** Work to be completed **
Count the lines in the data below that contain the word "grass" and reply with only that number.

** Material **
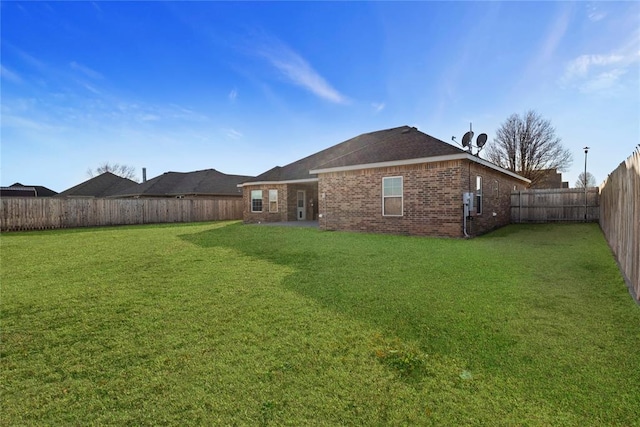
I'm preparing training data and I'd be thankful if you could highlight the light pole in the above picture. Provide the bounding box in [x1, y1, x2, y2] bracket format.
[582, 147, 589, 222]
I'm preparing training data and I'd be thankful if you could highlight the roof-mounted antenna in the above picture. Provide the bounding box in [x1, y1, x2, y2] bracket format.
[451, 123, 488, 156]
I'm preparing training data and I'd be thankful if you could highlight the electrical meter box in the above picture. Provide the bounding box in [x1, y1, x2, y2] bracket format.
[462, 193, 476, 217]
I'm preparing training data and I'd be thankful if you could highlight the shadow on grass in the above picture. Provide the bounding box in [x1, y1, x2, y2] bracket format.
[180, 223, 524, 364]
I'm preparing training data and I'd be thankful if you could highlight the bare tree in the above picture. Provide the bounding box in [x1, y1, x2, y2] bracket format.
[485, 110, 573, 186]
[576, 172, 596, 188]
[87, 162, 138, 181]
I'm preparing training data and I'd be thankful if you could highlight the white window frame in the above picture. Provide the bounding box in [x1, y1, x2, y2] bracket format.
[250, 190, 264, 212]
[269, 190, 278, 212]
[382, 176, 404, 217]
[476, 175, 482, 215]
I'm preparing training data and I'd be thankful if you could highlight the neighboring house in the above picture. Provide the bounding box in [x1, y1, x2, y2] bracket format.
[241, 126, 529, 237]
[56, 172, 138, 198]
[0, 182, 58, 197]
[530, 169, 569, 190]
[110, 169, 251, 199]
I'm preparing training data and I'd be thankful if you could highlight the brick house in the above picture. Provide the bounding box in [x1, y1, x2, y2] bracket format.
[240, 126, 529, 237]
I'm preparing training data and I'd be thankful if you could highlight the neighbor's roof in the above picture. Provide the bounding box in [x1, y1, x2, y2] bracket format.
[56, 172, 137, 197]
[112, 169, 251, 197]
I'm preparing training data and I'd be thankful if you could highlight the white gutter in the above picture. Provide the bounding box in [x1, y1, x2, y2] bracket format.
[309, 153, 531, 184]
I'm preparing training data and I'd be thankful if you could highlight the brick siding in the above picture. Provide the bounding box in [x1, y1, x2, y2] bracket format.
[242, 183, 318, 223]
[318, 160, 522, 237]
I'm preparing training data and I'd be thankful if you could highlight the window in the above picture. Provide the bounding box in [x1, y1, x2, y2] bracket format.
[382, 176, 402, 216]
[251, 190, 262, 212]
[269, 190, 278, 212]
[476, 175, 482, 215]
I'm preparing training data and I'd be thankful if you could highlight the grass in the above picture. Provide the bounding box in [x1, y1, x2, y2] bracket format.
[0, 223, 640, 426]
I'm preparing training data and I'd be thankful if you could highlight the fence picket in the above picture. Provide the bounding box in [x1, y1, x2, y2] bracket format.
[0, 197, 242, 231]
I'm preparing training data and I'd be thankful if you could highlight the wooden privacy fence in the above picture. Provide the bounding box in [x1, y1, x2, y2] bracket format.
[511, 187, 600, 223]
[600, 151, 640, 300]
[0, 197, 242, 231]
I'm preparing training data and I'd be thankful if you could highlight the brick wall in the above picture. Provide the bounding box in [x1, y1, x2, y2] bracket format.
[462, 162, 526, 235]
[318, 160, 522, 237]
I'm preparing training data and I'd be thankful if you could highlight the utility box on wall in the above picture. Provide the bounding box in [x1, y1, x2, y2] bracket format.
[462, 193, 476, 217]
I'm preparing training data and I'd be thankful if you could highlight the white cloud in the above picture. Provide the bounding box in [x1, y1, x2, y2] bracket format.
[564, 53, 625, 80]
[256, 32, 348, 104]
[69, 61, 103, 80]
[559, 38, 640, 93]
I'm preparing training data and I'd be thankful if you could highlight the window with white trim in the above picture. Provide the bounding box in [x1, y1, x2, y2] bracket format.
[382, 176, 403, 216]
[251, 190, 262, 212]
[476, 175, 482, 215]
[269, 190, 278, 212]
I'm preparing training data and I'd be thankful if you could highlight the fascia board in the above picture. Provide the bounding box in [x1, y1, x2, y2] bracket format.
[237, 178, 318, 188]
[309, 153, 531, 183]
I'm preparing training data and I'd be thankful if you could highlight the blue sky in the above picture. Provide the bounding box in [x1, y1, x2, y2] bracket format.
[0, 1, 640, 191]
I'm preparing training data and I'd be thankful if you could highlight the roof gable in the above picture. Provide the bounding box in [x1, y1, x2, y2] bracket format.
[113, 169, 251, 197]
[56, 172, 137, 197]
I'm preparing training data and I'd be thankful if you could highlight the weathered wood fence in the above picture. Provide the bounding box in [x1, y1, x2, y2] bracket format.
[600, 151, 640, 300]
[0, 197, 242, 231]
[511, 187, 600, 223]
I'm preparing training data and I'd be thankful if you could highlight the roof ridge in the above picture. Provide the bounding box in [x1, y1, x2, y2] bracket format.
[313, 125, 417, 169]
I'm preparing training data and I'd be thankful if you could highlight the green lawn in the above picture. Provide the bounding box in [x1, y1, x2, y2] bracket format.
[0, 222, 640, 426]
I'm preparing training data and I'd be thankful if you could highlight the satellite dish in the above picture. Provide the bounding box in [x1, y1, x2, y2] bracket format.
[476, 133, 487, 148]
[462, 131, 473, 147]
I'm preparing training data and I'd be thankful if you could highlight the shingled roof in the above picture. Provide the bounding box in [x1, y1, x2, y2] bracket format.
[112, 169, 251, 197]
[245, 126, 466, 182]
[55, 172, 137, 197]
[0, 182, 58, 197]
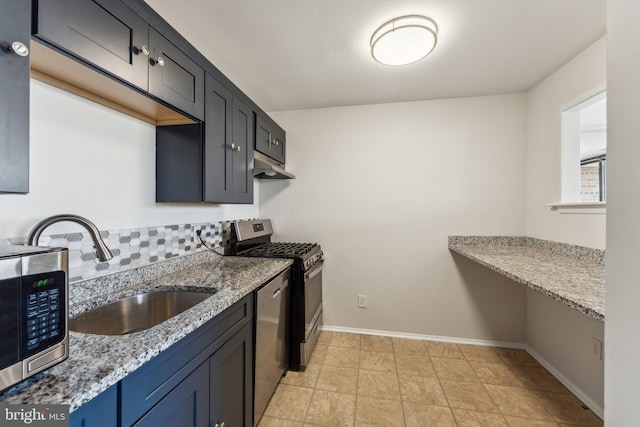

** Correct response **
2